Instruction A »
Rewrite the rows from the one containing "Please locate every street" through the last row, with both ends included and the requests kept. Shift every bounding box coordinate in the answers by adding 74.
Instruction B »
Carry on the review of Thirteen Lives from where it stops.

Passage to read »
::::::::::

It’s distressing — and far too simple — to imagine a terrible version of Thirteen Lives.
This imaginary, overly Hollywoodized version, scored to nonstop swoony music, would center on a middle-aged English cave diver, one of the volunteers who flew to northern Thailand in 2018 to help rescue a dozen young soccer players and their coach from the Tham Luang cave. We’d get a great deal of his backstory before we dove into the action. His motivation would be laboriously constructed through some kind of flashback to his own soccer-loving youth. We’d spend several scenes with his estranged wife and child, both of whom he loves but doesn’t see enough. (This would all be heightened to make sure the audience knew the real stakes of the operation.) All of the Thai characters would go unnamed, props supporting the Englishman’s archetypal hero’s journey. And in the end, the ordeal would serve as a valuable character development lesson for the diver, who would have an epiphany during the experience.
Oh, and over the credits, we’d see pictures of the “real” people next to the actors who played them. Of course.

::::::::::

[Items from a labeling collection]
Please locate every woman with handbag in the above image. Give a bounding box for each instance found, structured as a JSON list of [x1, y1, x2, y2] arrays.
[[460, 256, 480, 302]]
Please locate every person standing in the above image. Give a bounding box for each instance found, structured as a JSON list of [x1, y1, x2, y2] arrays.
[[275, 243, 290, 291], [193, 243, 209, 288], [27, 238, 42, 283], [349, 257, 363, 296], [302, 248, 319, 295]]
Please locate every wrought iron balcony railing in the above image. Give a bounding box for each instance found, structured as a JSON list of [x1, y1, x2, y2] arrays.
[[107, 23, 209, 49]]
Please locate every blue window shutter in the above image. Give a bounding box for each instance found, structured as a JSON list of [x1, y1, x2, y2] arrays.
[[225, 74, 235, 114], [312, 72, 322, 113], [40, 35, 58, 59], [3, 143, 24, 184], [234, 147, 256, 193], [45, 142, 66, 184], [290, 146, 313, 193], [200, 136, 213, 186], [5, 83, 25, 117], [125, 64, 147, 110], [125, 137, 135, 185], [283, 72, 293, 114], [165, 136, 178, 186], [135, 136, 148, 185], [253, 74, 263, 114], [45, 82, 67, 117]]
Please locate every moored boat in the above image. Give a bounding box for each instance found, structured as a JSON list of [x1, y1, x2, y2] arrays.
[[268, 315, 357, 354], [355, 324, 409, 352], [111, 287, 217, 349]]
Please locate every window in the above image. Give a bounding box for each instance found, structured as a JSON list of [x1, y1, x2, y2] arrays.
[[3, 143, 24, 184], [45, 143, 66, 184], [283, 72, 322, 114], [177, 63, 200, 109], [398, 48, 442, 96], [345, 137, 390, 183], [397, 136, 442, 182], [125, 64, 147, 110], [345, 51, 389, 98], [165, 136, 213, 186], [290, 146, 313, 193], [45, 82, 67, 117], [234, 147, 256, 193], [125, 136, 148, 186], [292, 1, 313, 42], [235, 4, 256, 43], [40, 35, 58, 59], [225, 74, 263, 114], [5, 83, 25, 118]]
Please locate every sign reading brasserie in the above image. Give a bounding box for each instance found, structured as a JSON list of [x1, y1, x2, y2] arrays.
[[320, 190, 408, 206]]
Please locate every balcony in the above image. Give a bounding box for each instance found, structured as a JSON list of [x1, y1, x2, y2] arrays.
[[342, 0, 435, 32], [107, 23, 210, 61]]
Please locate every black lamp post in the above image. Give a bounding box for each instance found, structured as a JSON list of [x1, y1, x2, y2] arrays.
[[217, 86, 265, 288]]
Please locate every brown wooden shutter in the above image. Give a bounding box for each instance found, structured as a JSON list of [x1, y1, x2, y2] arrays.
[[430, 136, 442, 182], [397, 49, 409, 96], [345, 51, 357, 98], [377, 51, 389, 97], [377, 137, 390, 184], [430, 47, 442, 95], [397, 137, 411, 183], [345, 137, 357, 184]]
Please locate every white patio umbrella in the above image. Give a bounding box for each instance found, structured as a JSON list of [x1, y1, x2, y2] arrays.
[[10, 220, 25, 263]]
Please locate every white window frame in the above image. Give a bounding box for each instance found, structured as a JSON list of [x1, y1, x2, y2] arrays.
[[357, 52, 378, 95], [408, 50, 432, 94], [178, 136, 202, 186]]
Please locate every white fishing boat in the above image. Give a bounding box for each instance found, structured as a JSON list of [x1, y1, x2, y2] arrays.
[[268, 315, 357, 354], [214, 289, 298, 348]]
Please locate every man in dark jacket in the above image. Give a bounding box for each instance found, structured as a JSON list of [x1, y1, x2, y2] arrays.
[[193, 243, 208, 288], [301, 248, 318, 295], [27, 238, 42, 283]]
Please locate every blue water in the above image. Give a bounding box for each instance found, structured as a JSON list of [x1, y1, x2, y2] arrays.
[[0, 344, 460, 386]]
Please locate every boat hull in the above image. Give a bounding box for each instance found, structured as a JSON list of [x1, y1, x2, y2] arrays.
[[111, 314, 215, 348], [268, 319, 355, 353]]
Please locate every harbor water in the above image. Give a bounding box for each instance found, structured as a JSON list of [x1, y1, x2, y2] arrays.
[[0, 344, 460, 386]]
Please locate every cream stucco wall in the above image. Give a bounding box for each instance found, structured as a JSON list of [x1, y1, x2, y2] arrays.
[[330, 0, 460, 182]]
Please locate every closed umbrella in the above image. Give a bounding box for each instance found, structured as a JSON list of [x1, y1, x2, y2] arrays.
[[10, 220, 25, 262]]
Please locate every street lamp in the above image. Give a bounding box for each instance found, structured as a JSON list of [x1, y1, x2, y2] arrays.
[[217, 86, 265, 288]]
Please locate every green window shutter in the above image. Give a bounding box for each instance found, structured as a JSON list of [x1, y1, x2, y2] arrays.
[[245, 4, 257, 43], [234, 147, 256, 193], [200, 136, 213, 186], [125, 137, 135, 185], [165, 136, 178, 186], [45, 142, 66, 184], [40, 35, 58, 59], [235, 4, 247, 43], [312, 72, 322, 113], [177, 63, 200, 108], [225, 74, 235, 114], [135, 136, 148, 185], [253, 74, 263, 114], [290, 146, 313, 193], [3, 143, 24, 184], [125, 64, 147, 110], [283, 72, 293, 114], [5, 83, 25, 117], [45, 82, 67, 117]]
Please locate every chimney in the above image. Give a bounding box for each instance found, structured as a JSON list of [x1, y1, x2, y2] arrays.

::::::::::

Expected output A »
Please locate every street lamp in the above image. Give a bounding box for each instance found, structured as a JSON list of [x1, y1, x2, y2] arrays.
[[291, 160, 339, 362]]
Please locate every green window shutter in the above image. Give a bounding box for each instance found, structured as a JSON list of [x1, y1, x2, y2] arrays.
[[319, 78, 331, 117], [308, 221, 330, 267], [274, 210, 287, 260], [199, 211, 209, 259], [239, 210, 252, 260], [119, 216, 140, 258], [114, 109, 132, 133], [309, 78, 321, 117], [386, 146, 396, 187], [251, 137, 274, 182], [299, 148, 309, 188], [209, 210, 222, 259], [327, 148, 337, 188], [364, 220, 387, 267], [77, 217, 98, 258], [199, 138, 221, 184], [357, 146, 367, 188], [79, 157, 99, 191], [119, 156, 141, 191]]
Please locate every chimney in the above image. Give a bounding box for each instance found, structured as a JSON list of [x1, y1, x2, y2] arrays.

Expected output B »
Thank God that’s not the movie Ron Howard made. The cinematic potential of the real-life rescue was apparent from the start. The boys and their coach had barely returned home before an entire swarm of projects were announced, ready to tell of their harrowing rescue. A mere three days after the last of the group were rescued, a made-for-TV documentary called Operation Thai Cave Rescue aired on the Discovery Channel. A scripted Netflix miniseries was announced. Crazy Rich Asians and In the Heights director Jon M. Chu was attached to another production. In 2019, the Thai film The Cave was released, directed by Thai-Irish director Tom Waller. Last year’s documentary The Rescue, from the directors of the Oscar-winning Free Solo, nabbed a handful of awards. Even PureFlix, the company that brought us God’s Not Dead and other evangelical content, planned to take a crack at it.
You could have predicted the rush, I guess, since it’s a given that very recent news — cons and scams, disasters, acts of heroism — gets rapidly turned into movies and miniseries. Strike while the headline is hot, the better to capture an audience with a short attention span.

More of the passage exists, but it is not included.